SOURCE PASSAGE:
=====
Mapping Synergy Effects with the Thematic Landscape Map

One year ago, I wrote an article titled The Startup Curation Project: Startup Studio as Container and Anticipatory Activity System.

Now it is time to start this project.


There are three reasons.


In the past 12 months, the Anticipatory Activity System (AAS) framework has been developed into a new phase. It led to a possible book and a new knowledge center.

The above diagram represents the development of the Anticipatory Activity System (AAS) in the past 12 months.

The framework of the Anticipatory Activity System is inspired by Anticipatory System Theory and Activity Theory.

The above diagram is the basic model of the Anticipatory Activity System. The center of the diagram is iART Framework. The name iART stands for i +Activity + Relationship + Themes. The iART framework offers an ecological perspective on Startup Curation. The term “ecological perspective” means the following three contexts of personal development:

  • Practice context: the “Know—Act” ecology (Activity).
=====
WHAT YOU WILL DO:
1 > In the passage on the Anticipatory Activity System, what does the name iART stand for?
2 > Rewrite everything in the passage on the Anticipatory Activity System from "Mapping Synergy Effects" down to "past 12 months.", putting "twelve months" in place of "12 months".
3 > Continue the passage on the Anticipatory Activity System from its last line.

Point labeling dataset excerpts:
=====
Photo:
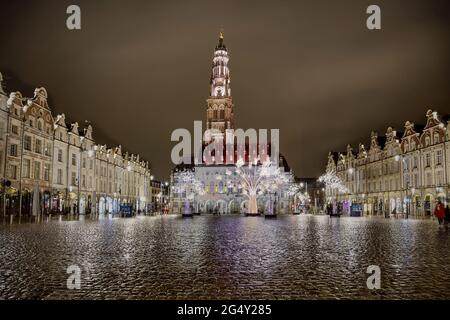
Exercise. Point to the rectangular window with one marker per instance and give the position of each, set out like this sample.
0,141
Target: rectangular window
15,129
26,168
13,150
429,181
427,160
38,146
439,157
48,148
12,171
27,143
47,172
37,170
73,180
59,177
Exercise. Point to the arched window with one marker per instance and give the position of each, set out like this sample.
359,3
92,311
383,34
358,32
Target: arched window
436,138
406,146
413,145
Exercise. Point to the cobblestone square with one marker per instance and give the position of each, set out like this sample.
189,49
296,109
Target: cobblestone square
226,257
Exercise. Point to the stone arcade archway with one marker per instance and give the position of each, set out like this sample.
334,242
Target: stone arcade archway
221,206
234,207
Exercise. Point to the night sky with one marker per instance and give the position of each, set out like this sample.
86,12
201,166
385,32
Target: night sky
140,69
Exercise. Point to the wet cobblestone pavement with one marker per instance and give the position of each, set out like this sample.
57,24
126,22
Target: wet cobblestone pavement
208,257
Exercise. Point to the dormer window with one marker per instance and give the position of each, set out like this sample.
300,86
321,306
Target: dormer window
436,138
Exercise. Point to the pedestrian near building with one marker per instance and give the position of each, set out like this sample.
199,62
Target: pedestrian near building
447,215
439,212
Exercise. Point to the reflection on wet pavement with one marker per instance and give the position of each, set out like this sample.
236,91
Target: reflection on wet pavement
209,257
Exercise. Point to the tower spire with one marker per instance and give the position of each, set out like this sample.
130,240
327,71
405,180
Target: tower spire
220,115
221,45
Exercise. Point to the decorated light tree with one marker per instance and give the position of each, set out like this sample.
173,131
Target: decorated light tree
332,181
257,179
187,184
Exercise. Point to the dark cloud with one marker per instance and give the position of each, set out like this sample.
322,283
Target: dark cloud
139,69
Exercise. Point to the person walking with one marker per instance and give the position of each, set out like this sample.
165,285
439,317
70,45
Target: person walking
439,212
447,215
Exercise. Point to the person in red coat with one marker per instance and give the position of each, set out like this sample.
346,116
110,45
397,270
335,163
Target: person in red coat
439,212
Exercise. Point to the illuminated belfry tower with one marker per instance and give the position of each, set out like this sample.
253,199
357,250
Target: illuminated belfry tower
219,113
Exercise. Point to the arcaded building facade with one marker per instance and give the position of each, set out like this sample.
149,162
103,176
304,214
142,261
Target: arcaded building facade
60,163
400,173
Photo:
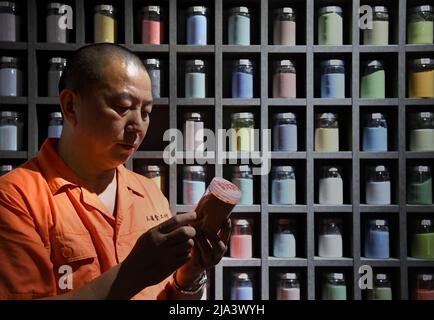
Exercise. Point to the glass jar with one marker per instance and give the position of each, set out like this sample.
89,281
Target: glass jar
193,184
239,26
242,177
378,35
284,80
242,79
333,79
285,132
420,25
375,133
242,137
382,289
424,287
241,239
327,132
153,67
422,131
11,77
242,287
9,22
195,79
193,132
288,287
378,186
284,244
11,131
422,245
420,186
197,25
105,24
377,239
283,185
151,25
56,66
284,29
330,26
55,125
55,31
421,78
330,239
373,84
331,187
334,287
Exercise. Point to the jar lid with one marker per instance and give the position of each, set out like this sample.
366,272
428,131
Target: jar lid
285,115
242,115
330,9
197,9
56,115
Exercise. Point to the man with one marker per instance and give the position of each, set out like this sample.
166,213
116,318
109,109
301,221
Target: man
75,223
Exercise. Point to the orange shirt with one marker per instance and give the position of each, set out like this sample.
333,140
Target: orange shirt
49,220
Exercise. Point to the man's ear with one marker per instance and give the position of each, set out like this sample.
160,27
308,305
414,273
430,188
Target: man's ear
68,104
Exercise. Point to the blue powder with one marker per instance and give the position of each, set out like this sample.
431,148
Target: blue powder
333,85
375,139
197,30
242,85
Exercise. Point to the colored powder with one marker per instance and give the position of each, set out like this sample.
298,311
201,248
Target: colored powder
374,139
330,29
421,84
239,30
378,192
333,85
53,32
8,138
380,294
104,28
330,246
54,131
334,292
197,30
284,33
284,245
420,193
420,32
284,85
422,140
242,85
422,246
242,293
246,187
378,35
11,82
331,191
283,191
192,191
243,140
241,246
195,85
285,137
288,294
327,139
8,27
377,244
373,85
151,32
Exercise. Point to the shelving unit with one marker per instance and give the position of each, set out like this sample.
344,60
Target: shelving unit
218,105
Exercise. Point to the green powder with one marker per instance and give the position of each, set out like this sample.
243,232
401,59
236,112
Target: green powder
373,85
420,193
422,246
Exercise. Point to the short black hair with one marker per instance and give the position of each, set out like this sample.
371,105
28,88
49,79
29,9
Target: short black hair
85,65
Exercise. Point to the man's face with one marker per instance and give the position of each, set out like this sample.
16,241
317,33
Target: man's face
113,117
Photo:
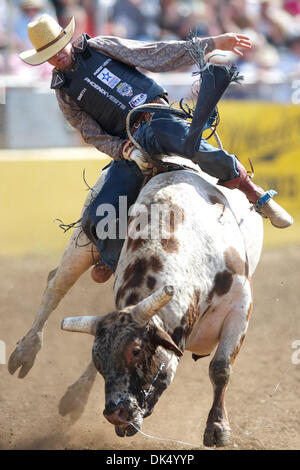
=====
IN RESPONSE:
1 > i + Activity + Relationship + Themes

2 >
Mapping Synergy Effects with the Thematic Landscape Map

One year ago, I wrote an article titled The Startup Curation Project: Startup Studio as Container and Anticipatory Activity System.

Now it is time to start this project.


There are three reasons.


In the past twelve months, the Anticipatory Activity System (AAS) framework has been developed into a new phase. It led to a possible book and a new knowledge center.

The above diagram represents the development of the Anticipatory Activity System (AAS) in the past twelve months.

3 >
  • Spatial context: the “Self — Other” ecology (Relationship)
  • Temporal context: the “Present — Future” ecology (Time).

The four basic elements of the iART Framework are “Self, Other, Present, and Future”.

If we apply the iART Framework to discuss Startup Studio, then we can consider Investor as Self while Founder is considered as Other.

On August 25, 2022, I launched Life Strategy Center with a possible book about the AAS framework.

This is a wonderful journey!

You can find more details in Slow Cognition: The Development of AAS (August 21, 2021 — August 26, 2022) and The AAS framework.


The Curativity Center has been launched in June 2022.

It has produced the Knowledge Curation toolkit and the Thematic Engagement toolkit.

It started expanding from Knowledge Curation to other challenges such as Life Curation (work with Life Strategy Center), and Startup Curation (work with Platform Ecology Center).

Inspired by Activity Theory and other theoretical resources, I developed the diagram below as a general model of the Startup Activity.

The model emphasizes six elements:

  • Opportunity: a startup starts from a perceived opportunity and it may change its activity due to an emergent opportunity.
  • Outcome: a startup expects an ideal outcome and it may face AN unintended outcome.
  • Objective: a startup sets an objective to guide its daily activity and it may change its objective in order to cope with dynamics.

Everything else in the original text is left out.